Im Rahmen eines Forschungsprojekts der Universität, das seit zehn Jahren läuft, waren in Transkarpatien, im äussersten Westen der Ukraine. Das ist jener Bereich des Landes, der bisher am wenigsten vom Krieg betroffen war. Es gab einmal einen Raketeneinschlag in ein Elektroverteilwerk, aber sonst ist Transkarpatien eher ein Ort, wo Binnenflüchtlinge aus dem Osten hingehen. Während unseres Besuchs haben wir viele verschiedene Menschen interviewt und gefragt, wie sie mit dem Krieg umgehen.

Wie ist die Lage momentan vor Ort?

Auf den ersten Blick erhält man den Eindruck, dass der Alltag ganz normal läuft. Die Leute gehen einkaufen, die Restaurants und Cafés sind gefüllt. Wenn man genauer hinschaut, realisiert man, dass praktisch nur Frauen und Kinder auf den Strassen zu sehen sind. Ebenfalls offensichtlich ist die prekäre Versorgungssituation, zum Beispiel mit Benzin. Auch die finanzielle Lage vieler Familien ist recht angespannt.

Erzählen Sie bitte von Ihren Begegnungen. Was hat sie besonders beeindruckt?

Vorliegende Daten>
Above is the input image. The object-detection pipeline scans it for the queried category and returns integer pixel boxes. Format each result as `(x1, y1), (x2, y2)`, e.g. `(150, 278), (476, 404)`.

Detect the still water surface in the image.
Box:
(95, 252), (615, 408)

Aufgaben>
• a. Beantworten Sie zum Text über Transkarpatien diese Fragen:
(i) Seit wie vielen Jahren läuft das Forschungsprojekt der Universität?
(ii) Was traf der eine Raketeneinschlag in Transkarpatien?
(iii) Wer ist beim genaueren Hinsehen praktisch allein unterwegs?
• b. Wie geht der Text über Transkarpatien nach der letzten Frage weiter? Setzen Sie ihn fort.
Die Daten spielen hierbei keine Rolle.

Erwartete Antworten>
• a.
(i) Seit zehn Jahren.
(ii) Ein Elektroverteilwerk.
(iii) Frauen und Kinder.

• b.
Auffällig ist der grosse Hass, den viele gegenüber Russland derzeit hegen – auf alles, was aus Russland kommt oder russisch ist. Ein ukrainischer Schriftsteller sagte uns, er werde alles dafür tun, dass seine Tochter nie in Berührung mit der russischen Sprache und Kultur komme. Das mag eine sehr radikale Einstellung sein, zeigt aber gut auf, wie die Menschen derzeit mit der Situation umgehen. Geblieben ist mir auch der Besuch eines Friedhofs mit 25 neuen Gräbern von gefallenen Soldaten.

Mit welchen Gefühlen blicken Sie auf Ihre Reise zurück?

Ich glaube, es war wichtig, dass ich dorthin gegangen bin. Dass ich darüber berichten und die Eindrücke in meiner Forschung verarbeiten kann. Auf der anderen Seite ist es auch bedrückend, zu sehen, wie Menschen in solch einer schwierigen Situation leben müssen.

Ist Ihrer Meinung ein Ende des Krieges in Sicht?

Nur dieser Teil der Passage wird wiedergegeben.